Selected extract.
Tragedies personally affect faculty, staff
Minutes before a plane crashed into the south end of the Pentagon, the plane carrying the Dean of the Vanderbilt University School of Nursing Colleen Conway-Welch and pulmonologist Dr. Gordon R. Bernard, professor of Medicine, landed safely at Ronald Reagan National Airport on Tuesday morning.
Conway-Welch said there was no indication that the US Air aircraft was in the midst of any harm. It wasn’t until she was in route to a Society for Women‘s Health Research meeting that she noticed the billowing smoke from the Pentagon.
“We landed just minutes after the plane crashed into the Pentagon,” Conway-Welch said. “I was in the cab on the Virginia side, which is very close to the Pentagon, talking on the phone to my assistant and looked out the window and saw the huge cloud of black smoke.
“We had no idea what was going on. It wasn’t until I reached my destination and our building was evacuated that the reality of this tragedy set in.
“This is ground zero. Although I am not overly nervous, there is definitely an atmosphere of controlled concern.”

Exercise requirements.
(a) According to the article on faculty and staff affected by the tragedies, at which airport did the plane carrying Colleen Conway-Welch and Gordon R. Bernard land?
(b) Rewrite the article on faculty and staff affected by the tragedies between "Tragedies personally affect" and "on Tuesday morning.", inclusive, substituting "aircraft" for "plane" throughout.

Record excerpts.
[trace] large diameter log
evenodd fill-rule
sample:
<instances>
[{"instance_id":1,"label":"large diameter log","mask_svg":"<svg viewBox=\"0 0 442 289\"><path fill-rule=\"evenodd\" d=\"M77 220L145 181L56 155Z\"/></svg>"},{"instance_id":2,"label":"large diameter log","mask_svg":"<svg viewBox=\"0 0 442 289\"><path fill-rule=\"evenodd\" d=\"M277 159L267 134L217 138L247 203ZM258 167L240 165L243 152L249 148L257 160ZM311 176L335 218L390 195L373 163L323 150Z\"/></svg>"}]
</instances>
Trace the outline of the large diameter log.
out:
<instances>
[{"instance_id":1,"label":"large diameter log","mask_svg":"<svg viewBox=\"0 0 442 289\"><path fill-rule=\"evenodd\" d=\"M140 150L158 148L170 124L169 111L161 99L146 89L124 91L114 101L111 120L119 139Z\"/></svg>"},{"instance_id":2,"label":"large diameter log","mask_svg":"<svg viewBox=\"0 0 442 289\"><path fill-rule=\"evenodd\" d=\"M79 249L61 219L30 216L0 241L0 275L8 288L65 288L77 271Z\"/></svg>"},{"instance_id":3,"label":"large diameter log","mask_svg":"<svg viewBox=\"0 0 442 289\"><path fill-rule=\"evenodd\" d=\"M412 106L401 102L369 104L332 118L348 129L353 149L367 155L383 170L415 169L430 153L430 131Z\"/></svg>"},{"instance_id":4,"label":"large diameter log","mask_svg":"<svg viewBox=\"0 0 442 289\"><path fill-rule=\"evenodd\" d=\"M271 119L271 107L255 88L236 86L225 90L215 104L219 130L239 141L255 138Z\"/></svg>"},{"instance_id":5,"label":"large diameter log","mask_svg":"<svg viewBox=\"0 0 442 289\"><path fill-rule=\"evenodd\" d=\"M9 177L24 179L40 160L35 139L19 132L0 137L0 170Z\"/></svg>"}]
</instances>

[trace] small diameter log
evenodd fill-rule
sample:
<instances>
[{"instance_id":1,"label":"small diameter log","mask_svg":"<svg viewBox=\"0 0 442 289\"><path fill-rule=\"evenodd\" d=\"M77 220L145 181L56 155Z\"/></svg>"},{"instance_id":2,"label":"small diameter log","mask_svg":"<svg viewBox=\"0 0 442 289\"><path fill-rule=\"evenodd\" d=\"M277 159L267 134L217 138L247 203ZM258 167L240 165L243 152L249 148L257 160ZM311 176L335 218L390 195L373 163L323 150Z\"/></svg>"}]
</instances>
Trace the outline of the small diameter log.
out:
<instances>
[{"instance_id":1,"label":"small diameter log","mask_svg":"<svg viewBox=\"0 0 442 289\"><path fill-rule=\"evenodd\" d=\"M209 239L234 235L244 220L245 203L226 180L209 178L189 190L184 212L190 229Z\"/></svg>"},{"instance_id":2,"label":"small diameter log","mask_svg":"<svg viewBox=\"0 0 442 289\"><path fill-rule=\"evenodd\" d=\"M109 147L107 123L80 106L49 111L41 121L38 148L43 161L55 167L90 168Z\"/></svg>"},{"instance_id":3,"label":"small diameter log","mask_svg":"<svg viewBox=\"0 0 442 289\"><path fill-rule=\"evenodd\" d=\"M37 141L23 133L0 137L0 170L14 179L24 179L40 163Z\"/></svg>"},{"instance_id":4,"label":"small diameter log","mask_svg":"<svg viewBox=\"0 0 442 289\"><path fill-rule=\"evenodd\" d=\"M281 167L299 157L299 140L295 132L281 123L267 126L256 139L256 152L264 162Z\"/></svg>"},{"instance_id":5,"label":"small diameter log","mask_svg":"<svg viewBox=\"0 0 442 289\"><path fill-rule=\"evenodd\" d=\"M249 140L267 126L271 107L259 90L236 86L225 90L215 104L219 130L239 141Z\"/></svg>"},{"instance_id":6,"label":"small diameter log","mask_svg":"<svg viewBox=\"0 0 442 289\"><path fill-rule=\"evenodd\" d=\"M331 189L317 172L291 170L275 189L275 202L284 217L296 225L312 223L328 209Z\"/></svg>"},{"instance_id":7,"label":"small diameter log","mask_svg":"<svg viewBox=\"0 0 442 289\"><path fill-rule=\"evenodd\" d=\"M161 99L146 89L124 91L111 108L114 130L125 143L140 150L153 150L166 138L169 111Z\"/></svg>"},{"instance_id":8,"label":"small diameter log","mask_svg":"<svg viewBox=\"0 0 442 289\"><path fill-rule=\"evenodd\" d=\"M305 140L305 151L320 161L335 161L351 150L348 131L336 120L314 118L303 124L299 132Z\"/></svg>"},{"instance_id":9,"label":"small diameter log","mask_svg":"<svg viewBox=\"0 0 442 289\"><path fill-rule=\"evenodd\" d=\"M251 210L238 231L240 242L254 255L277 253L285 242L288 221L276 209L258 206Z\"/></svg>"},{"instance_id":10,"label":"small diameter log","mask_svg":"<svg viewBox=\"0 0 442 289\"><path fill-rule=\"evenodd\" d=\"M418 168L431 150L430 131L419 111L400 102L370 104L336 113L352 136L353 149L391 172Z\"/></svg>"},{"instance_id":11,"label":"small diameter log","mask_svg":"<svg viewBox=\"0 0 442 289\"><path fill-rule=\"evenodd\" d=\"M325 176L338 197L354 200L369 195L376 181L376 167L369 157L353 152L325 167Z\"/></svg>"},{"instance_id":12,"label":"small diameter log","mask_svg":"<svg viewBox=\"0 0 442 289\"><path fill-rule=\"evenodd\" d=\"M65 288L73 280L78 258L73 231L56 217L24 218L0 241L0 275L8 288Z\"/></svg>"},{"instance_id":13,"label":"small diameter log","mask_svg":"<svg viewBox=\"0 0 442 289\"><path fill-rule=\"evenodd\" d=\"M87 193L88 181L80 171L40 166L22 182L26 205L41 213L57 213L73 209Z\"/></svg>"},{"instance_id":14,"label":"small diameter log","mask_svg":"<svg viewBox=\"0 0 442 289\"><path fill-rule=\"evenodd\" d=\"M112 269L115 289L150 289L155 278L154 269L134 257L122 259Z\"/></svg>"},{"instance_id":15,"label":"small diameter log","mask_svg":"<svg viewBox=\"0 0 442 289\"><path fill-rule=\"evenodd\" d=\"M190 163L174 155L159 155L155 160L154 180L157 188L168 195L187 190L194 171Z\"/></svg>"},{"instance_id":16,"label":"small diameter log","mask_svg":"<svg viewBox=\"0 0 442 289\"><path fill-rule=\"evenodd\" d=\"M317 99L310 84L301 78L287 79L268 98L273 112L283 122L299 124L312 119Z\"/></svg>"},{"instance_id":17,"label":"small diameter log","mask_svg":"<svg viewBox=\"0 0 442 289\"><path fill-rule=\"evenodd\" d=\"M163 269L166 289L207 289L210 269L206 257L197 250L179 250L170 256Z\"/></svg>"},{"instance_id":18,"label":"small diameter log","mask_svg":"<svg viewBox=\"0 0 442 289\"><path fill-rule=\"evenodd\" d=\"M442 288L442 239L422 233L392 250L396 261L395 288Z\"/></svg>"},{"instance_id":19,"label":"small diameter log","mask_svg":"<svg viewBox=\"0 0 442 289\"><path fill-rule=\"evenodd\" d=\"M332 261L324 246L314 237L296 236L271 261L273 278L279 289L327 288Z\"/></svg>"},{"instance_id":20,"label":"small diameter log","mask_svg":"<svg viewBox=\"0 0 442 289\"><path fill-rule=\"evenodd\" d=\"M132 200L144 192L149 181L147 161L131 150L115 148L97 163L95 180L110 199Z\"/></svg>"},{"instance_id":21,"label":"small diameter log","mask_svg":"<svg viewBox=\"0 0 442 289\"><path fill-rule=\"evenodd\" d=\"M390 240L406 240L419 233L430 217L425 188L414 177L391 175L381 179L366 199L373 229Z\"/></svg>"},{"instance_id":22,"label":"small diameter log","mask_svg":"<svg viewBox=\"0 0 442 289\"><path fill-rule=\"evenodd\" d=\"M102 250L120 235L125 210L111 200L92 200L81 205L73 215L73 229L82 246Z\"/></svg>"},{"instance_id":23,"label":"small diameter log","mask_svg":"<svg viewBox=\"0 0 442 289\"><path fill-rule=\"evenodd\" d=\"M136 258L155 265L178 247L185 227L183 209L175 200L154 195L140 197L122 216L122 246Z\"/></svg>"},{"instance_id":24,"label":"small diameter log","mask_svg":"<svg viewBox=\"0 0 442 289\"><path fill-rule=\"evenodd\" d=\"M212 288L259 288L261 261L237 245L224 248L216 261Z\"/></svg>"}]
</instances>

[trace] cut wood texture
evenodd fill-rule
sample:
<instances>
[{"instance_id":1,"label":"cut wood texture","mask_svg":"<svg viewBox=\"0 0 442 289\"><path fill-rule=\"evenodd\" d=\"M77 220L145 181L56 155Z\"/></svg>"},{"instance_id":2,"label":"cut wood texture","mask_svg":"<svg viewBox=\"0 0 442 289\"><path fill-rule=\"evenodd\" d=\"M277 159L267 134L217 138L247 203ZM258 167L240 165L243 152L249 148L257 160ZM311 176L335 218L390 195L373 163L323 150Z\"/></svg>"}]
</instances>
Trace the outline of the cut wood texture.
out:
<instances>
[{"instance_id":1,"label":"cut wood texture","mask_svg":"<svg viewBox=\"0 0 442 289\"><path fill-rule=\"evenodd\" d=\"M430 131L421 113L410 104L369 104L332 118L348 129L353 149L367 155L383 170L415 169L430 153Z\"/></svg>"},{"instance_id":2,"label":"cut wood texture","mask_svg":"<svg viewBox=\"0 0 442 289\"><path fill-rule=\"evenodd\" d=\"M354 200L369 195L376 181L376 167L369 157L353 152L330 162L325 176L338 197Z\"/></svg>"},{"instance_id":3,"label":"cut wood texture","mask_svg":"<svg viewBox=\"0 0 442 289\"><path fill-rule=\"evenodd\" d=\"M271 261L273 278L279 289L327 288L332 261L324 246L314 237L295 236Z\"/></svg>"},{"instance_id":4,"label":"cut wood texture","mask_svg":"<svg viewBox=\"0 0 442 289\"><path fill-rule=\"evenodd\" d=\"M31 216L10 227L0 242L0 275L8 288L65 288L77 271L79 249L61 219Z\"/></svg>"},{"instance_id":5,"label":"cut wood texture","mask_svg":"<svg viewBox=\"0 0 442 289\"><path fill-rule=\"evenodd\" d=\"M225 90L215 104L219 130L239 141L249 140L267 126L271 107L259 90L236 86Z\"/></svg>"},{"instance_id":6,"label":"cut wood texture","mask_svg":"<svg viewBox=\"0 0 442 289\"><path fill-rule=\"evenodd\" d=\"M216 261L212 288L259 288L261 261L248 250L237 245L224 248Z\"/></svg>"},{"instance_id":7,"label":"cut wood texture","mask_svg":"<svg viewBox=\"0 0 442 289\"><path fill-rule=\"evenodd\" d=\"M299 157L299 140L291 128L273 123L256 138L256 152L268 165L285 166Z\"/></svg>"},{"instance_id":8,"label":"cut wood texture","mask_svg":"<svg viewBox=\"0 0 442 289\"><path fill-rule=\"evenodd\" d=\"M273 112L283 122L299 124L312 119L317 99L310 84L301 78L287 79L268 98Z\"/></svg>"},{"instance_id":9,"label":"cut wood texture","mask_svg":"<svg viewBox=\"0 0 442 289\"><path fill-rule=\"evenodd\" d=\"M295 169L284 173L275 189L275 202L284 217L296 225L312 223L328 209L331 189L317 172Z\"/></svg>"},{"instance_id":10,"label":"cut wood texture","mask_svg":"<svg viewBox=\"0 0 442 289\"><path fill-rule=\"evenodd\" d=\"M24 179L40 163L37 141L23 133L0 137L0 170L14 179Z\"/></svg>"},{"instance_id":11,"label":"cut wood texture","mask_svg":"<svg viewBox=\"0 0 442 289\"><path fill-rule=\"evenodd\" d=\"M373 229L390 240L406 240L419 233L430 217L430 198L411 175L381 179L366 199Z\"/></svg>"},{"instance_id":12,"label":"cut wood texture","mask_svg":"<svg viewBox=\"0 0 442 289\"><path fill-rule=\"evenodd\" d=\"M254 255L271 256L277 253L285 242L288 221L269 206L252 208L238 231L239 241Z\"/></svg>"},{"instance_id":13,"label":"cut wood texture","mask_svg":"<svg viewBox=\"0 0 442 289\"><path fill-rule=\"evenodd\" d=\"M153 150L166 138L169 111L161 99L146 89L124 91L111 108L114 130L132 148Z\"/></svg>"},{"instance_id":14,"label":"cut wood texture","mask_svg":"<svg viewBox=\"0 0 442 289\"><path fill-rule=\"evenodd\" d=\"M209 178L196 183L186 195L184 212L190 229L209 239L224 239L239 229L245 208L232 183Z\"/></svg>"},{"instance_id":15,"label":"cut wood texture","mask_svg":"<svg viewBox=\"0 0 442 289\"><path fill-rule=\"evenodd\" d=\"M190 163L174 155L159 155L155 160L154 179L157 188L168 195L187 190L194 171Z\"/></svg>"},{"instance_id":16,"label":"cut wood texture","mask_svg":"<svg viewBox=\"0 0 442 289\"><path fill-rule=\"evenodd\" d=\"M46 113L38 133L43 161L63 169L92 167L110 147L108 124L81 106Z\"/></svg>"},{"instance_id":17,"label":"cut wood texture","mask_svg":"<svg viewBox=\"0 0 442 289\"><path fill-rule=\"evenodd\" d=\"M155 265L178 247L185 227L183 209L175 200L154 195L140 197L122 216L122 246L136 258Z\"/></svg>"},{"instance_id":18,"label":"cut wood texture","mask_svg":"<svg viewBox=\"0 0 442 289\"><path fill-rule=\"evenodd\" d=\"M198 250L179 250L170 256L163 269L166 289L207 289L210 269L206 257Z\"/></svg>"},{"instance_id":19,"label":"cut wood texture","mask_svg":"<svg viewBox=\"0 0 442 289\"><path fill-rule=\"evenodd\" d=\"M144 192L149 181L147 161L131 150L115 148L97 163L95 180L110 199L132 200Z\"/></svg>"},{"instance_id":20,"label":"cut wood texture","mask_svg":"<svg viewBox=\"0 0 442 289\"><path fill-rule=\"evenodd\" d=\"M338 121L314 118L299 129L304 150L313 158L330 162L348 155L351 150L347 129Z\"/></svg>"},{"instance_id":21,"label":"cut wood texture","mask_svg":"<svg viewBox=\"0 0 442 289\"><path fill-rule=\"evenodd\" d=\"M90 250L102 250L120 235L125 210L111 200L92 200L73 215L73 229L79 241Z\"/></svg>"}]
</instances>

Task-by-task results.
(a) Ronald Reagan National Airport

(b)
Tragedies personally affect faculty, staff
Minutes before a aircraft crashed into the south end of the Pentagon, the aircraft carrying the Dean of the Vanderbilt University School of Nursing Colleen Conway-Welch and pulmonologist Dr. Gordon R. Bernard, professor of Medicine, landed safely at Ronald Reagan National Airport on Tuesday morning.